- _AIM OF THE TASK_:
Reproduce the listing below verbatim, with every line and character unchanged.
Start THE DATA
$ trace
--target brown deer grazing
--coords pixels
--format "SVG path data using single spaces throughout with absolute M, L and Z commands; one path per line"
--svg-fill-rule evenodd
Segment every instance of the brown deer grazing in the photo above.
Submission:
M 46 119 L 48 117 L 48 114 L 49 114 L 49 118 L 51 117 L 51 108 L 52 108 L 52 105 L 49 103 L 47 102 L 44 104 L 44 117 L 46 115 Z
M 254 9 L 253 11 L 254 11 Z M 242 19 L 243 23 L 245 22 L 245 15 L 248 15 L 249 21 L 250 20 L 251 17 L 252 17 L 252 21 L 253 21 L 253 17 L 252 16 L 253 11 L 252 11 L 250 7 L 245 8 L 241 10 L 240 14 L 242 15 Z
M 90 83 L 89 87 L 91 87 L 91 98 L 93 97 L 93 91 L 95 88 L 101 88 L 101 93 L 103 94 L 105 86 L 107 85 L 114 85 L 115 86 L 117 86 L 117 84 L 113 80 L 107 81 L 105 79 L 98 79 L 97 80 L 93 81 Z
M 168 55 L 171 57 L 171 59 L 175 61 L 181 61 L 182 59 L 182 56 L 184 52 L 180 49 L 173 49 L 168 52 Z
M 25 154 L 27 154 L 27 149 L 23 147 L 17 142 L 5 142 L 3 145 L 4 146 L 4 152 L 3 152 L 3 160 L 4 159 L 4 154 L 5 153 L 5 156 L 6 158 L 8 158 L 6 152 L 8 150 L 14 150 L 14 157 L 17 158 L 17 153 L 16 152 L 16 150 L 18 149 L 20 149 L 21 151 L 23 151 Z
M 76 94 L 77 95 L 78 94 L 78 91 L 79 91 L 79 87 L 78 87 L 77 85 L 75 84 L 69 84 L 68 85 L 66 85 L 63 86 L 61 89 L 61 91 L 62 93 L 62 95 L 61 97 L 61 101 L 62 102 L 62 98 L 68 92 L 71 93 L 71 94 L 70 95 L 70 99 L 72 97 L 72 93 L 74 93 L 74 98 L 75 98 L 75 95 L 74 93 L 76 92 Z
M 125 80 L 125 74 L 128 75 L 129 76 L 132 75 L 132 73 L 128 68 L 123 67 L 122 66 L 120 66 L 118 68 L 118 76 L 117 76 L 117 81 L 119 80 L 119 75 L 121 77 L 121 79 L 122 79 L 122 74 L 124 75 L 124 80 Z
End THE DATA
- _THE ANSWER_:
$ trace
--target brown deer grazing
--coords pixels
--format "SVG path data using single spaces throughout with absolute M, L and Z commands; one path per line"
--svg-fill-rule evenodd
Segment every instance of the brown deer grazing in the photo above.
Submission:
M 46 119 L 48 117 L 48 114 L 49 114 L 49 118 L 51 117 L 51 108 L 52 108 L 52 105 L 49 103 L 47 102 L 44 104 L 44 117 L 46 115 Z
M 254 9 L 253 11 L 254 11 Z M 242 19 L 243 23 L 245 22 L 245 15 L 248 15 L 249 21 L 250 20 L 251 17 L 252 17 L 252 21 L 253 21 L 253 17 L 252 16 L 253 11 L 252 11 L 250 7 L 245 8 L 241 10 L 240 14 L 242 15 Z
M 90 83 L 89 87 L 91 87 L 91 98 L 93 97 L 93 91 L 95 88 L 101 88 L 101 93 L 103 94 L 105 86 L 107 85 L 114 85 L 115 86 L 117 86 L 117 84 L 113 80 L 107 81 L 105 79 L 98 79 L 97 80 L 93 81 Z
M 168 55 L 171 57 L 171 59 L 175 61 L 181 61 L 182 59 L 182 56 L 184 52 L 180 49 L 173 49 L 168 52 Z
M 25 154 L 27 154 L 27 149 L 23 147 L 17 142 L 5 142 L 3 145 L 4 146 L 4 152 L 3 152 L 3 160 L 4 159 L 4 154 L 5 153 L 5 156 L 6 158 L 8 158 L 6 152 L 8 150 L 14 150 L 14 157 L 17 158 L 17 153 L 16 152 L 16 150 L 18 149 L 20 149 L 21 151 L 23 151 Z
M 76 94 L 77 95 L 78 94 L 78 91 L 79 91 L 79 87 L 78 87 L 77 85 L 75 84 L 69 84 L 68 85 L 66 85 L 63 86 L 61 89 L 61 91 L 62 93 L 62 95 L 61 97 L 61 101 L 62 102 L 62 98 L 68 92 L 71 93 L 71 94 L 70 95 L 70 99 L 72 97 L 72 93 L 74 93 L 74 98 L 75 98 L 75 95 L 74 93 L 76 92 Z
M 125 80 L 125 74 L 128 75 L 129 76 L 132 75 L 132 73 L 128 68 L 123 67 L 122 66 L 120 66 L 118 68 L 118 76 L 117 76 L 117 81 L 119 80 L 119 75 L 121 77 L 121 79 L 122 79 L 122 74 L 124 75 L 124 80 Z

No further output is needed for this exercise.